___ Data lines

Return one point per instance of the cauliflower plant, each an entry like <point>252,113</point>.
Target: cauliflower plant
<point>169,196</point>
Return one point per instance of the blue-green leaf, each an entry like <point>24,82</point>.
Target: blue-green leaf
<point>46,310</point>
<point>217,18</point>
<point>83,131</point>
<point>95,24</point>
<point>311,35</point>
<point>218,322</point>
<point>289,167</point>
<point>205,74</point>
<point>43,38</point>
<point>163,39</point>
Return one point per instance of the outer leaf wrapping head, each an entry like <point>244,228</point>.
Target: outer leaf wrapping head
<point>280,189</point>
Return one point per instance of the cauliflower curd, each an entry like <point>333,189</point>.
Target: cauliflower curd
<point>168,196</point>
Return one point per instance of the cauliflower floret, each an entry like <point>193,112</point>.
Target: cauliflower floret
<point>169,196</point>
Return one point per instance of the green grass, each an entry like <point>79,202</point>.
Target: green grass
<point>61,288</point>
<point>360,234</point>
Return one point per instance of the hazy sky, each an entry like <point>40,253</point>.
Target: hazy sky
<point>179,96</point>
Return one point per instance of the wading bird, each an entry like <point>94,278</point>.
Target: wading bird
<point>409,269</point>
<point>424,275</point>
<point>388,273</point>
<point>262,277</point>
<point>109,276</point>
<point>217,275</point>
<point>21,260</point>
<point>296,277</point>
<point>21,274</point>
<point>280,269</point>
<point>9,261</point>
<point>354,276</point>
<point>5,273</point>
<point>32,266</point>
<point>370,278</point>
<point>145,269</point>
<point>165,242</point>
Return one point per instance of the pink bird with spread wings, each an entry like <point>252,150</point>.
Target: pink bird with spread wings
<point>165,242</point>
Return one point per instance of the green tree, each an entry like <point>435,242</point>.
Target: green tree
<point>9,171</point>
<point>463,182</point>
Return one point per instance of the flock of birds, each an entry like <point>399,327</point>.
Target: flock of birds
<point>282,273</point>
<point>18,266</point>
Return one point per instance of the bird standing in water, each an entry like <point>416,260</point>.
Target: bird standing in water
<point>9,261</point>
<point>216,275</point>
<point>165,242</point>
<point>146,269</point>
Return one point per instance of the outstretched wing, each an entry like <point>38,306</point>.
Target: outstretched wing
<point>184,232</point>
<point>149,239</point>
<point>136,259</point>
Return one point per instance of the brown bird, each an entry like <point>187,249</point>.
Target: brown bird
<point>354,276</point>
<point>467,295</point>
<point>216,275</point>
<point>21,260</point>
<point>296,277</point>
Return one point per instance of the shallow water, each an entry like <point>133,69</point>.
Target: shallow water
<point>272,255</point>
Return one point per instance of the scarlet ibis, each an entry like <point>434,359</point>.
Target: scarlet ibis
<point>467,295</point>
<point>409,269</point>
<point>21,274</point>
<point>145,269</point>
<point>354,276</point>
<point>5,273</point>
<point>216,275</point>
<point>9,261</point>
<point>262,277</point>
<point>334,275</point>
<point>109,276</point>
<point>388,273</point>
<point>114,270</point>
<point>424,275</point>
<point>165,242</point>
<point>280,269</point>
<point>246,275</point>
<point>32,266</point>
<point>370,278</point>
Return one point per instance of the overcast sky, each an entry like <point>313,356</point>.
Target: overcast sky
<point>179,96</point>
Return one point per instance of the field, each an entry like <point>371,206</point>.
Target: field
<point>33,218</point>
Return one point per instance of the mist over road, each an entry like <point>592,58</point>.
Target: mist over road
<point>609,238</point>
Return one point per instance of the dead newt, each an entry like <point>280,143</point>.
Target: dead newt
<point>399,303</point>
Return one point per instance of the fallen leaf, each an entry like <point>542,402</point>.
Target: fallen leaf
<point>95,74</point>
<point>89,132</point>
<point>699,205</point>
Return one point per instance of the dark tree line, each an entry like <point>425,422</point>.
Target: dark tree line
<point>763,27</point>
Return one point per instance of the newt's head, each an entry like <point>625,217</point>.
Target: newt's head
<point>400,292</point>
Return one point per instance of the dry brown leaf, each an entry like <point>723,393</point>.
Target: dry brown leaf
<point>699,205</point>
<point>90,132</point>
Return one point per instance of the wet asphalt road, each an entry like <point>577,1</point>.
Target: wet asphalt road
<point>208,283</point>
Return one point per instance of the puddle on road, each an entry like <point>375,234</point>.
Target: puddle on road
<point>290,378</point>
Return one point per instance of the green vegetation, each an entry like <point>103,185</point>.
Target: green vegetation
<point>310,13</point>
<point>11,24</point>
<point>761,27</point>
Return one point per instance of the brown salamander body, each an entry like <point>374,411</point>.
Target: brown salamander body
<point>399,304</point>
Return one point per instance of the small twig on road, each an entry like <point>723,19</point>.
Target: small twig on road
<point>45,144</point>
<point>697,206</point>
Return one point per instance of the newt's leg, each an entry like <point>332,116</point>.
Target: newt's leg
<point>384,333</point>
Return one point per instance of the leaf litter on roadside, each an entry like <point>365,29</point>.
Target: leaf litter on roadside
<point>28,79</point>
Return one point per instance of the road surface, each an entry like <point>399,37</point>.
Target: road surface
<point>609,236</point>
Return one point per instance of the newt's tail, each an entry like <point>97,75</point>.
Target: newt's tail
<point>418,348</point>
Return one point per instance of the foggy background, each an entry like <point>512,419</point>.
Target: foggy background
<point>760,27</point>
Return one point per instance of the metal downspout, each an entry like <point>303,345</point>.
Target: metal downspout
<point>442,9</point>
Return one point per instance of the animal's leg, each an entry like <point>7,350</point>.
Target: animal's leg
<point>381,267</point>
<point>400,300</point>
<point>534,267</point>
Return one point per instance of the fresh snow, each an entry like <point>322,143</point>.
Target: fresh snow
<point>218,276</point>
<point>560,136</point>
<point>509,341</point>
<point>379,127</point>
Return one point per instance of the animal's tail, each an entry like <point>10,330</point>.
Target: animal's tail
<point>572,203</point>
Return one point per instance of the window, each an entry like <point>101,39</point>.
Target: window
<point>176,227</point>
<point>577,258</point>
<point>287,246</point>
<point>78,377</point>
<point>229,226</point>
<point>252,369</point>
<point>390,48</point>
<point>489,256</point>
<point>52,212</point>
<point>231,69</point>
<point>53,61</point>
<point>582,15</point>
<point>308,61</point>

______

**Description of the task**: Output all lines of the entries above as a JSON list of strings, one string per line, leaving out any blank lines.

**Response to the exercise**:
[
  "Return one point per instance of the cauliflower plant, each an entry like <point>252,113</point>.",
  "Target: cauliflower plant",
  "<point>169,196</point>",
  "Return one point per instance of the blue-green leaf, each an entry like <point>24,82</point>.",
  "Target: blue-green leaf",
  "<point>46,310</point>",
  "<point>217,18</point>",
  "<point>83,131</point>",
  "<point>95,24</point>",
  "<point>311,35</point>",
  "<point>218,322</point>",
  "<point>289,167</point>",
  "<point>205,74</point>",
  "<point>43,38</point>",
  "<point>163,39</point>",
  "Return one point per instance of the outer leaf wrapping head, each an entry like <point>244,228</point>.",
  "Target: outer leaf wrapping head",
  "<point>280,189</point>",
  "Return one point per instance of the cauliflower curd, each an entry like <point>333,189</point>.",
  "Target: cauliflower curd",
  "<point>168,196</point>",
  "Return one point per instance of the cauliflower floret, each an entry like <point>193,112</point>.",
  "Target: cauliflower floret",
  "<point>169,196</point>",
  "Return one point per instance of the green grass, each an entry like <point>79,202</point>.",
  "Target: green grass",
  "<point>61,288</point>",
  "<point>360,234</point>",
  "Return one point per instance of the hazy sky, each an entry like <point>40,253</point>.",
  "Target: hazy sky",
  "<point>179,96</point>",
  "Return one point per instance of the wading bird, each an entry like <point>94,278</point>.",
  "Target: wading bird",
  "<point>409,269</point>",
  "<point>424,275</point>",
  "<point>388,273</point>",
  "<point>262,277</point>",
  "<point>109,276</point>",
  "<point>217,275</point>",
  "<point>21,260</point>",
  "<point>296,277</point>",
  "<point>21,274</point>",
  "<point>280,269</point>",
  "<point>9,261</point>",
  "<point>354,276</point>",
  "<point>5,273</point>",
  "<point>32,266</point>",
  "<point>370,278</point>",
  "<point>145,269</point>",
  "<point>165,242</point>",
  "Return one point per instance of the pink bird with spread wings, each an entry like <point>252,150</point>.",
  "Target: pink bird with spread wings",
  "<point>165,242</point>",
  "Return one point per instance of the green tree, each an entry like <point>435,242</point>.",
  "Target: green tree",
  "<point>9,171</point>",
  "<point>463,182</point>",
  "Return one point per instance of the flock of birds, each an entry like <point>399,327</point>.",
  "Target: flock of birds",
  "<point>282,273</point>",
  "<point>18,266</point>",
  "Return one point per instance of the bird standing in water, each an entry like <point>416,260</point>.",
  "Target: bird standing in water",
  "<point>9,261</point>",
  "<point>216,275</point>",
  "<point>165,242</point>",
  "<point>146,269</point>",
  "Return one point per instance of the outstretched wing, each an entry like <point>38,306</point>.",
  "Target: outstretched wing",
  "<point>184,232</point>",
  "<point>149,239</point>",
  "<point>136,259</point>",
  "Return one point per instance of the brown bird, each an entry like <point>187,249</point>.",
  "Target: brown bird",
  "<point>354,276</point>",
  "<point>467,295</point>",
  "<point>216,275</point>",
  "<point>21,260</point>",
  "<point>296,277</point>",
  "Return one point per instance of the shallow water, each an entry like <point>133,69</point>.",
  "Target: shallow water",
  "<point>272,255</point>",
  "Return one point per instance of the scarlet ibis, each an entry like <point>434,359</point>.",
  "Target: scarlet ibis",
  "<point>467,295</point>",
  "<point>409,269</point>",
  "<point>21,274</point>",
  "<point>145,269</point>",
  "<point>354,276</point>",
  "<point>5,273</point>",
  "<point>216,275</point>",
  "<point>9,261</point>",
  "<point>262,277</point>",
  "<point>334,275</point>",
  "<point>109,276</point>",
  "<point>388,273</point>",
  "<point>114,270</point>",
  "<point>424,275</point>",
  "<point>165,242</point>",
  "<point>280,269</point>",
  "<point>246,275</point>",
  "<point>32,266</point>",
  "<point>370,278</point>",
  "Return one point per instance of the overcast sky, each an entry like <point>313,356</point>.",
  "Target: overcast sky",
  "<point>179,96</point>",
  "Return one point per instance of the field, each an entry like <point>371,206</point>.",
  "Target: field",
  "<point>33,218</point>",
  "Return one point per instance of the mist over road, each an entry like <point>592,58</point>.",
  "Target: mist over road",
  "<point>609,238</point>",
  "Return one point per instance of the dead newt, each an entry like <point>280,143</point>.",
  "Target: dead newt",
  "<point>399,303</point>",
  "Return one point per instance of the fallen leaf, each an entry like <point>542,402</point>.",
  "Target: fallen leaf",
  "<point>95,74</point>",
  "<point>89,132</point>",
  "<point>699,205</point>",
  "Return one point per instance of the dark tree line, each an entry like <point>425,422</point>.",
  "Target: dark tree line",
  "<point>763,27</point>",
  "Return one point per instance of the newt's head, each an entry like <point>625,217</point>.",
  "Target: newt's head",
  "<point>400,292</point>",
  "Return one point per instance of the dry brown leaf, each an entry like <point>723,393</point>.",
  "Target: dry brown leaf",
  "<point>699,205</point>",
  "<point>90,132</point>",
  "Return one point per instance of the wet asphalt road, each an entry like <point>577,1</point>.",
  "Target: wet asphalt road",
  "<point>208,283</point>",
  "Return one point per instance of the puddle on road, each an entry like <point>375,234</point>.",
  "Target: puddle on road",
  "<point>290,378</point>",
  "Return one point per instance of the green vegetation, each an entry like <point>103,185</point>.",
  "Target: green vegetation",
  "<point>310,13</point>",
  "<point>11,24</point>",
  "<point>761,27</point>",
  "Return one point per instance of the brown salamander body, each an entry like <point>374,411</point>.",
  "Target: brown salamander body",
  "<point>399,304</point>",
  "Return one point per instance of the small twig on road, each an entry like <point>723,19</point>.",
  "Target: small twig on road",
  "<point>45,144</point>",
  "<point>697,206</point>",
  "Return one point per instance of the newt's leg, each an entry like <point>332,116</point>.",
  "Target: newt's leg",
  "<point>384,333</point>",
  "Return one point per instance of the leaf litter on roadside, each an entry like <point>365,29</point>.",
  "Target: leaf litter on roadside",
  "<point>28,79</point>",
  "Return one point per instance of the road surface, each an entry like <point>399,37</point>.",
  "Target: road surface",
  "<point>609,236</point>",
  "Return one point per instance of the newt's tail, each an entry like <point>97,75</point>.",
  "Target: newt's tail",
  "<point>418,348</point>",
  "Return one point per instance of the foggy background, each an entry like <point>512,419</point>.",
  "Target: foggy background",
  "<point>760,27</point>",
  "Return one point per instance of the metal downspout, each an entry like <point>303,345</point>.",
  "Target: metal downspout",
  "<point>442,9</point>",
  "Return one point per instance of the animal's leg, each an entry like <point>7,350</point>.",
  "Target: animal's leg",
  "<point>381,267</point>",
  "<point>400,300</point>",
  "<point>534,267</point>",
  "Return one point per instance of the fresh snow, each an entry like <point>322,143</point>.",
  "Target: fresh snow",
  "<point>218,276</point>",
  "<point>560,136</point>",
  "<point>509,341</point>",
  "<point>379,127</point>",
  "Return one point per instance of the animal's tail, each an entry like <point>10,330</point>.",
  "Target: animal's tail",
  "<point>572,203</point>",
  "Return one point per instance of the window, each an entry like <point>101,39</point>.",
  "Target: window",
  "<point>176,227</point>",
  "<point>577,258</point>",
  "<point>287,246</point>",
  "<point>78,377</point>",
  "<point>229,226</point>",
  "<point>252,369</point>",
  "<point>390,48</point>",
  "<point>489,256</point>",
  "<point>52,212</point>",
  "<point>231,69</point>",
  "<point>53,61</point>",
  "<point>582,15</point>",
  "<point>308,61</point>"
]